** PROBLEM TO SOLVE **
From the entries that follow, reproduce exactly and only the lines from the line with "white cheese piece -> box" to the line with "red tomato piece -> box", endpoints included.

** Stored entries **
****************
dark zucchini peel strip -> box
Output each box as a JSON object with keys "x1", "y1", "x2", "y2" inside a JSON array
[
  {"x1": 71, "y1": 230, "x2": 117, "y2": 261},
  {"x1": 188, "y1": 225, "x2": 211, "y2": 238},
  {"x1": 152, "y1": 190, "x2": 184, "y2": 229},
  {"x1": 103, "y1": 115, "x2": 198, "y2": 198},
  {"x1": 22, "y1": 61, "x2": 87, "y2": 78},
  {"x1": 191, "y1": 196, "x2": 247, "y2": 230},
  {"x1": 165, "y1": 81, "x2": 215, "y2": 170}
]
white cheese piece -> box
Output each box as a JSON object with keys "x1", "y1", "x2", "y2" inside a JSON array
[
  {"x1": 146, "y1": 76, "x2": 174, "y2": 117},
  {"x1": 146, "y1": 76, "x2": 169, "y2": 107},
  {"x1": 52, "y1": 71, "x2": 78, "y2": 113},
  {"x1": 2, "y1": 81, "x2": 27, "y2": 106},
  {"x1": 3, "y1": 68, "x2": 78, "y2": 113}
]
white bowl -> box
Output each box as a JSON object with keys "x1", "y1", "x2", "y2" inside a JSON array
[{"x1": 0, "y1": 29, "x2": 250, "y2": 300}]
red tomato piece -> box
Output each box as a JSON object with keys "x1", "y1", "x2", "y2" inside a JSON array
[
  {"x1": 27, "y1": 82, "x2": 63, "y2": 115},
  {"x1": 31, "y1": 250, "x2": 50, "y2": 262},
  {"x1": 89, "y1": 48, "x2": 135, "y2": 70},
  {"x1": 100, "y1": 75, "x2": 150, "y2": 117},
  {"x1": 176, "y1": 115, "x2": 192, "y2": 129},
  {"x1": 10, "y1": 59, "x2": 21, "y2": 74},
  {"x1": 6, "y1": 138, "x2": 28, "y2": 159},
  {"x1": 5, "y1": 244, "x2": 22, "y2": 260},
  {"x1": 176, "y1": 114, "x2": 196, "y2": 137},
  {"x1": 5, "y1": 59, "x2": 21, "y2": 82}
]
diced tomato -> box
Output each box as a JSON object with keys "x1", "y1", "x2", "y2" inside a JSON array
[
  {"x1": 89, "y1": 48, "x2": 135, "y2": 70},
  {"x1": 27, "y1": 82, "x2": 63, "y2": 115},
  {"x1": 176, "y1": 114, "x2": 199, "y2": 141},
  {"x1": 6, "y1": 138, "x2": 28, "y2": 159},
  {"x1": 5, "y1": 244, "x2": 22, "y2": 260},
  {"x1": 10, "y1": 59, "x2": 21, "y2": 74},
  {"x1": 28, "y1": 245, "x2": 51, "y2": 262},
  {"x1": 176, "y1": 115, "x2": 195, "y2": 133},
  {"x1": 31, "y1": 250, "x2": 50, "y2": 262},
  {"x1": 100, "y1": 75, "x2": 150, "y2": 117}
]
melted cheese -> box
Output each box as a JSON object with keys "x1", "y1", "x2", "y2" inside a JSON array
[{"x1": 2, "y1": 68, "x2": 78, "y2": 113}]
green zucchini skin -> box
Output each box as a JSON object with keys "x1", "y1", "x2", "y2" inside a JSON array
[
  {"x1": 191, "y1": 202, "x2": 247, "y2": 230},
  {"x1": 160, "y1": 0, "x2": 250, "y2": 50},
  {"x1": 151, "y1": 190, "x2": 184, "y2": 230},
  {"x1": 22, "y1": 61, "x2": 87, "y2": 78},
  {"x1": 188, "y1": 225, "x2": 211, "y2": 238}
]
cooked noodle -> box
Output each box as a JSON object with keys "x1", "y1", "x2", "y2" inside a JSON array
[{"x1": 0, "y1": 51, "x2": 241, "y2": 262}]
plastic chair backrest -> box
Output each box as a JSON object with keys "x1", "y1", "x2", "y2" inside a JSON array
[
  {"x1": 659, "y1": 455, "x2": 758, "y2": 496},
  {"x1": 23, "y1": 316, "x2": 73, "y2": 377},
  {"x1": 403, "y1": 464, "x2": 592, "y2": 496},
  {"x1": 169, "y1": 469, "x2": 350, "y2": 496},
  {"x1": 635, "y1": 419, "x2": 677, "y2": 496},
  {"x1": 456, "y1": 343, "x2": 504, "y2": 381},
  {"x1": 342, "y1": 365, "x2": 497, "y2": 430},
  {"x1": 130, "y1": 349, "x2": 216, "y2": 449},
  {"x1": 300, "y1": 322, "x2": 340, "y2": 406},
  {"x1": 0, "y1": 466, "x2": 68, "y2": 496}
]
****************
** ANSWER TO THIS EXERCISE **
white cheese piece -> box
Output each box as a JSON object with keys "x1", "y1", "x2", "y2" inside a JSON array
[
  {"x1": 146, "y1": 76, "x2": 174, "y2": 117},
  {"x1": 146, "y1": 76, "x2": 169, "y2": 107},
  {"x1": 52, "y1": 71, "x2": 78, "y2": 113},
  {"x1": 2, "y1": 81, "x2": 27, "y2": 106},
  {"x1": 3, "y1": 68, "x2": 78, "y2": 113}
]
white bowl -> box
Output each box as a JSON object with keys "x1", "y1", "x2", "y2" inside a JSON array
[{"x1": 0, "y1": 29, "x2": 250, "y2": 300}]
red tomato piece -> box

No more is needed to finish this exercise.